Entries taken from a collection
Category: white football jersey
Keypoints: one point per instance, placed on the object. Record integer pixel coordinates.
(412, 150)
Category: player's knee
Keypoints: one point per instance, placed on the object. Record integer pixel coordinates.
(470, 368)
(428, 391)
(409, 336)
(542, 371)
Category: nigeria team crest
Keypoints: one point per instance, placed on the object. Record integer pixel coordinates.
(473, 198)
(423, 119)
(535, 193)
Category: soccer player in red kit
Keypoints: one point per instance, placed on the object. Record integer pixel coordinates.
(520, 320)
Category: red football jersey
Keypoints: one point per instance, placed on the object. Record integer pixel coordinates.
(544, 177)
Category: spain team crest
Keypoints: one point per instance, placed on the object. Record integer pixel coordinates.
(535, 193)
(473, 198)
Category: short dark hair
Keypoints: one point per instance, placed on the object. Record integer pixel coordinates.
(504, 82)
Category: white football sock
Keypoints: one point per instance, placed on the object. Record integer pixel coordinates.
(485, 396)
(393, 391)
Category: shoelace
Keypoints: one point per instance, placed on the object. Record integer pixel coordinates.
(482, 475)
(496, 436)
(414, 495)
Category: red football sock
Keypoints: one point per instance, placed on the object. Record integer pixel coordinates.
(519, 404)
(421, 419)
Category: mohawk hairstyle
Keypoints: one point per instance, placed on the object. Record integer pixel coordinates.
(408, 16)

YOUR GOAL
Every entry above should be retyped exactly as shown.

WRITTEN ANSWER
Category: white football jersey
Keypoints: one point per instance, placed on the object. Record integer pixel coordinates.
(412, 150)
Category: player's knee
Keypoints: one point per instance, placed on the object. Record integer pixel coordinates.
(470, 368)
(428, 391)
(409, 336)
(542, 371)
Category: nigeria team crest
Keypoints: one point per instance, placed on the object. Record integer pixel coordinates.
(473, 198)
(423, 119)
(535, 193)
Category: soccer player in red kit
Keypoints: one point per instance, placed on the object. Record integer pixel coordinates.
(520, 320)
Category: red football jersey
Keypoints: one point per instance, placed on the object. Record integer pixel coordinates.
(544, 177)
Category: spain team crest
Keypoints: one point per instance, placed on the object. Record integer pixel coordinates.
(535, 193)
(473, 198)
Category: short dark hair
Keypoints: one point per instance, placed on the object. Record integer pixel coordinates.
(504, 82)
Category: white football sock
Keypoints: one point per instance, placed on the object. Record integer pixel coordinates.
(485, 396)
(393, 391)
Category: shoelace
Keypoints: one point per instance, placed on the object. Record integer pixel coordinates.
(482, 475)
(496, 436)
(414, 495)
Category: red football sock
Keypoints: one point per instance, placed on the object. Record integer pixel coordinates.
(519, 404)
(421, 419)
Category: mohawk hairstyle
Keypoints: one point per instance, placed on the object. Record integer pixel coordinates.
(408, 16)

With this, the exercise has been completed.